* [Required task]: Rewrite every one of the entries below with the phrase "Reviewer note" changed to "Checker note" and everything else unchanged. Leave the pictures out of your answer.

## Begin Data to process

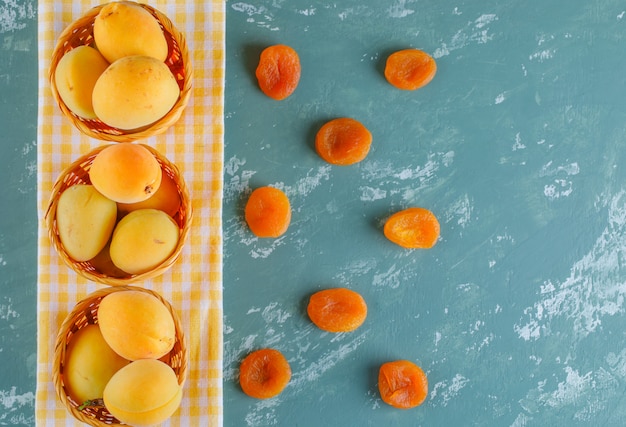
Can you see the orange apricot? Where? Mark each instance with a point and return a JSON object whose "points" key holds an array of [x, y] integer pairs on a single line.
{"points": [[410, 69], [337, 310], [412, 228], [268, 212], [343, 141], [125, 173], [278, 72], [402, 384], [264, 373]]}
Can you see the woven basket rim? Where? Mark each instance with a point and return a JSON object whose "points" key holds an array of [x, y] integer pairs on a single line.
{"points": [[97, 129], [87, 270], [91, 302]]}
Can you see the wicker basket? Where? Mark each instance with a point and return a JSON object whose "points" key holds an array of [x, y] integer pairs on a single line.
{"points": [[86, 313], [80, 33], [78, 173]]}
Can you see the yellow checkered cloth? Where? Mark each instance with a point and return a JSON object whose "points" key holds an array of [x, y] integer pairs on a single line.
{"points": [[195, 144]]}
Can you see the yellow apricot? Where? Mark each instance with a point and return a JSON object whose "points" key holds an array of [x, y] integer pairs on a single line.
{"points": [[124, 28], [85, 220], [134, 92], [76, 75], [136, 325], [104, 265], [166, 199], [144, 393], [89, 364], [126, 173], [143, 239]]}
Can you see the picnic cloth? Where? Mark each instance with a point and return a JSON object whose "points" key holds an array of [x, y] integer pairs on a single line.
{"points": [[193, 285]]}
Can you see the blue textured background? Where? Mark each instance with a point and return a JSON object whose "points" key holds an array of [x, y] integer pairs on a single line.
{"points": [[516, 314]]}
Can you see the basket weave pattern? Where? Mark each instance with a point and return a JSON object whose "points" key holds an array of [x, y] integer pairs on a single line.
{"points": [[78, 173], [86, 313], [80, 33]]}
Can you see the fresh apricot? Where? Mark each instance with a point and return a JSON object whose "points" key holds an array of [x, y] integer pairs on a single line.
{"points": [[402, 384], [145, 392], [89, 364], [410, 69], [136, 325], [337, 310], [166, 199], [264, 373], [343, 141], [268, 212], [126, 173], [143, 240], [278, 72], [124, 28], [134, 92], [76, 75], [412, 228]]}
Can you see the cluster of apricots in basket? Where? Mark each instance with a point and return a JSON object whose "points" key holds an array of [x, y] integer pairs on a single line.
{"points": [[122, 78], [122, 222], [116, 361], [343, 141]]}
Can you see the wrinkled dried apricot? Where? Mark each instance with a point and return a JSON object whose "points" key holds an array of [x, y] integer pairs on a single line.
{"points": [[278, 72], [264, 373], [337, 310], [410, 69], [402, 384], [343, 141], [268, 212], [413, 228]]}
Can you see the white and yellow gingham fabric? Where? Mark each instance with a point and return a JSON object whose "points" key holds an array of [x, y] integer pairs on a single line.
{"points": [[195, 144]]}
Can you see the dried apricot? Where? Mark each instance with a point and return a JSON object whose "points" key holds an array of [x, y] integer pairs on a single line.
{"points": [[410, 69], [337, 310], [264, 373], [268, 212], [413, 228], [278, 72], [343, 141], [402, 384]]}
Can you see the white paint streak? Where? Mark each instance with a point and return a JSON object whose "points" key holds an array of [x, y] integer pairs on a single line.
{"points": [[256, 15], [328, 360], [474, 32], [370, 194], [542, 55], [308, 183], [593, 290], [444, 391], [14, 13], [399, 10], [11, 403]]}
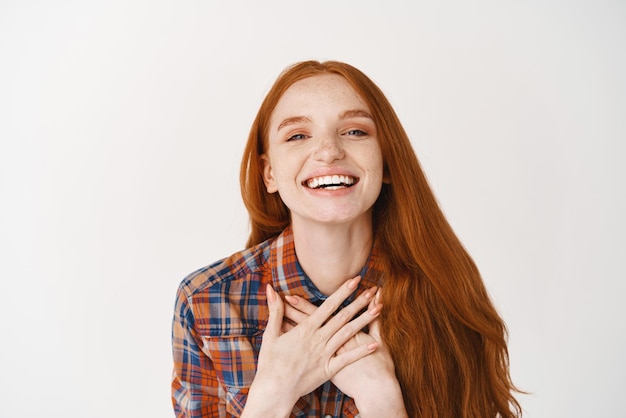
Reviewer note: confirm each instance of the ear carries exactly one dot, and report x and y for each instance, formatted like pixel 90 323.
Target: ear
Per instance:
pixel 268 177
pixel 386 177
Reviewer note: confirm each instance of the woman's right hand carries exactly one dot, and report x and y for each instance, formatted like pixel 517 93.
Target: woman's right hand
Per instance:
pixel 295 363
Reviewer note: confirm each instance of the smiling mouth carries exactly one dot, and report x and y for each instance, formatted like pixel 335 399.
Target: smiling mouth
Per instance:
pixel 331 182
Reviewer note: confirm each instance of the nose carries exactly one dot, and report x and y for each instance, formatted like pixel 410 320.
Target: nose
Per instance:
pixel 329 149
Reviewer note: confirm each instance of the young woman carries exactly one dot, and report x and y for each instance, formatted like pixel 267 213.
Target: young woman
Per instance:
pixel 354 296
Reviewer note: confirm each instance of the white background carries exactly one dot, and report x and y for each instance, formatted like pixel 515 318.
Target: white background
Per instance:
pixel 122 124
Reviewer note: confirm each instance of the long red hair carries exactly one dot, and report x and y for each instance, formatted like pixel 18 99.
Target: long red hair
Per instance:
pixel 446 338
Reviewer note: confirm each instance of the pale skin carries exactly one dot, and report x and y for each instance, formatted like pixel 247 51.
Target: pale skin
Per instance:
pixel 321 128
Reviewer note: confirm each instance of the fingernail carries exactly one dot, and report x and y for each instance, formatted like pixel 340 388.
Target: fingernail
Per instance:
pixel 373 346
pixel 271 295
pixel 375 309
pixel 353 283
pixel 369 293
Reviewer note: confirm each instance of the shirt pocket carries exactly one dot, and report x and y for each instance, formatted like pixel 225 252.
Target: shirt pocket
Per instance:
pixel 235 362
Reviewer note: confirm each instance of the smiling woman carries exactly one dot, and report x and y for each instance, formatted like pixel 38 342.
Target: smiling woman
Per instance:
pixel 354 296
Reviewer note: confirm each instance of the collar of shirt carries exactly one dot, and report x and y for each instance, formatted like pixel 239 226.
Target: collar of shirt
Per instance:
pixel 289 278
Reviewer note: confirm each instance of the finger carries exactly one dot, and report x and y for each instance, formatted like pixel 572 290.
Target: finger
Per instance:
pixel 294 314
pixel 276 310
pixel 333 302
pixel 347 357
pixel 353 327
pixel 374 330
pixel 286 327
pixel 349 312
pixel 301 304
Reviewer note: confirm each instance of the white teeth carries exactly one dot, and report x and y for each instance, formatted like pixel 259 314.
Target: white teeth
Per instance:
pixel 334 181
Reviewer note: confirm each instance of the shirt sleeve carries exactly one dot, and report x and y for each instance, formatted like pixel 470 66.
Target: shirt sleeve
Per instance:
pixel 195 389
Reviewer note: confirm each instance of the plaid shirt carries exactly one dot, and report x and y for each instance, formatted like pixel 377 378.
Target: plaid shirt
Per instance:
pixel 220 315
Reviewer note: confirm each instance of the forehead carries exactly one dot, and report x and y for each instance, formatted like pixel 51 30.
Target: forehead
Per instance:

## End Data to process

* [Solution for this task]:
Can you see the orange apricot? Where? Mark each instance with a point and return a JSON object whose "points" key holds an array of [x, y] integer pairs on a single line.
{"points": [[410, 69], [337, 310], [412, 228], [268, 212], [343, 141], [125, 173], [278, 72], [402, 384], [264, 373]]}
Can you see the woven basket rim? Where? Mark each instance with a point and return a JSON object whose "points" key holds an array of [x, y] integer pairs on a single line.
{"points": [[97, 129], [87, 270], [91, 302]]}
Can you see the wicker basket? Where? Mark each instance with a point and return a JSON object whose "points" key holds an array of [x, y] integer pairs on a single line.
{"points": [[86, 313], [80, 33], [78, 173]]}
Can you see the yellow checkered cloth? Where? Mark each instance with a point and return a JSON object whose "points" key holds an array of [x, y] integer pairs on a single line.
{"points": [[195, 144]]}
Can you see the yellow apricot? Where? Mark each instance with a point and return a JSON object whose "points" key holds an array of [x, y] integer pairs on a single line.
{"points": [[124, 28], [85, 220], [134, 92], [76, 75], [136, 325], [104, 265], [166, 199], [144, 393], [89, 364], [126, 173], [143, 239]]}
Can you see the picnic cloth? Where? Mark each instance with a point and return a JSON object whose "points" key holds an array of [x, y] integer pairs on a single line.
{"points": [[193, 285]]}
Can you see the blue textured background? Where? Mark each instance with a point and return a JSON object whose "points" key holds an array of [x, y] integer pairs on a single line.
{"points": [[516, 314]]}
Can you see the basket weave pattern? Where? Mark each instance with a point and return a JSON object whose "points" key holds an array of [x, y] integer pairs on a single line.
{"points": [[78, 173], [86, 313], [80, 33]]}
Can you see the fresh apricot? Where? Mark each instance with a point and return a JSON object whose "points" key holds an array of [x, y] integer pairs on a single line.
{"points": [[402, 384], [145, 392], [89, 364], [410, 69], [136, 325], [337, 310], [166, 199], [264, 373], [343, 141], [268, 212], [126, 173], [143, 240], [278, 72], [124, 28], [134, 92], [76, 75], [412, 228]]}
Can you see the cluster of apricots in basket? Where? Mark each instance with a point and return a JSON object whose "points" key holds an array of [x, y] integer pairs on a single line.
{"points": [[122, 78], [122, 222], [116, 361], [343, 141]]}
Can you see the wrinkled dried apricot? Where? Mark each instance with a point and return a JSON object whose "points" key holds an array of [x, y] integer pairs on a single line.
{"points": [[278, 72], [264, 373], [337, 310], [410, 69], [402, 384], [343, 141], [268, 212], [413, 228]]}
Can you see the white and yellow gingham fabric? Where? Mark each instance with a point and return a JSON object whose "points" key holds an array of [x, y] integer pairs on a single line.
{"points": [[195, 144]]}
Can you see the dried apricot? Where? Mark each instance with a point and return a JSON object whose "points" key holds an array of [x, y] integer pairs on a single line.
{"points": [[410, 69], [337, 310], [264, 373], [268, 212], [413, 228], [278, 72], [343, 141], [402, 384]]}
Can you see the white paint streak? Where? Mark each instance with a point and return a JSON object whose "points" key holds an array of [x, y] integer pairs on a single line.
{"points": [[256, 15], [328, 360], [474, 32], [370, 194], [542, 55], [308, 183], [593, 290], [444, 391], [14, 13], [399, 10], [11, 403]]}
Checker note: confirm each instance of the ear carries exactly one dot, and report x and y for each instance, formatted like pixel 90 323.
Target: ear
Per instance:
pixel 268 177
pixel 386 177
Checker note: confirm each instance of the woman's right hand carries exactly one dot, and report x and y for each instance, formatted like pixel 517 93.
Target: woman's right hand
Per instance:
pixel 295 363
Checker note: confirm each instance of the smiling mouth carries exactly one dot, and report x and y for each instance, formatted like pixel 335 399.
Target: smiling mouth
Per instance:
pixel 331 182
Checker note: confirm each instance of the nose carries exactly one dot, and report x and y for each instance, formatted like pixel 410 320.
Target: nose
Per instance:
pixel 329 149
Checker note: confirm each instance of the young woman carries exactly one dot, and report x and y for each instance, formatted like pixel 267 213.
Target: young woman
Per instance:
pixel 354 296
Checker note: confirm each instance of the white background carries exactly one dot, and report x and y for each instance, formatted like pixel 515 318.
Target: white background
Per instance:
pixel 122 124
Checker note: confirm each instance of the long red hair carries exactly one dot, and report x and y for each instance, formatted like pixel 18 99.
Target: long red hair
Per instance:
pixel 446 338
Checker note: confirm each instance of the pale skin carries exactly one dot, and report x and y for each instance, formatted like pixel 247 51.
Target: pale skin
Per instance:
pixel 321 128
Checker note: confirm each instance of the fingernail carries exactly one dot, and report x and y for each instance, formatted like pixel 340 388.
Target: fingernail
Per instance:
pixel 373 346
pixel 271 295
pixel 375 309
pixel 353 283
pixel 369 293
Checker note: confirm each instance of the shirt pocket carries exactly one dot, and report x and y for each instance, formatted like pixel 225 252.
Target: shirt pocket
Per instance:
pixel 235 362
Checker note: confirm each instance of the smiling woman carries exactly one dot, and report x and y for each instance, formatted like pixel 38 342.
Target: smiling woman
Per instance:
pixel 354 296
Checker note: confirm each instance of the collar of shirt carries exactly one dot, and report x and y for each instance, formatted like pixel 239 226.
Target: collar of shirt
Per instance:
pixel 289 278
Checker note: confirm each instance of the finger carries exactly one dot, and report x and y for each instance, formatted like pixel 572 290.
Target: finger
Per instance:
pixel 294 314
pixel 276 310
pixel 333 302
pixel 347 357
pixel 353 327
pixel 374 330
pixel 286 327
pixel 349 312
pixel 301 304
Checker note: confirm each instance of the white teeth carries exactly one dot, and report x and y for each instance, formatted like pixel 259 314.
Target: white teeth
Per instance:
pixel 334 181
Checker note: confirm each instance of the shirt sleeve carries exactly one dot, and report x and y for each instance, formatted like pixel 470 66.
Target: shirt sleeve
Per instance:
pixel 195 389
Checker note: confirm each instance of the plaid shirt carries exactly one dot, and report x and y for each instance, formatted like pixel 377 378.
Target: plaid shirt
Per instance:
pixel 220 315
Checker note: confirm each instance of the forehead carries exactly one dot, and report x and y for each instance, formatted like pixel 51 30.
Target: forehead
Per instance:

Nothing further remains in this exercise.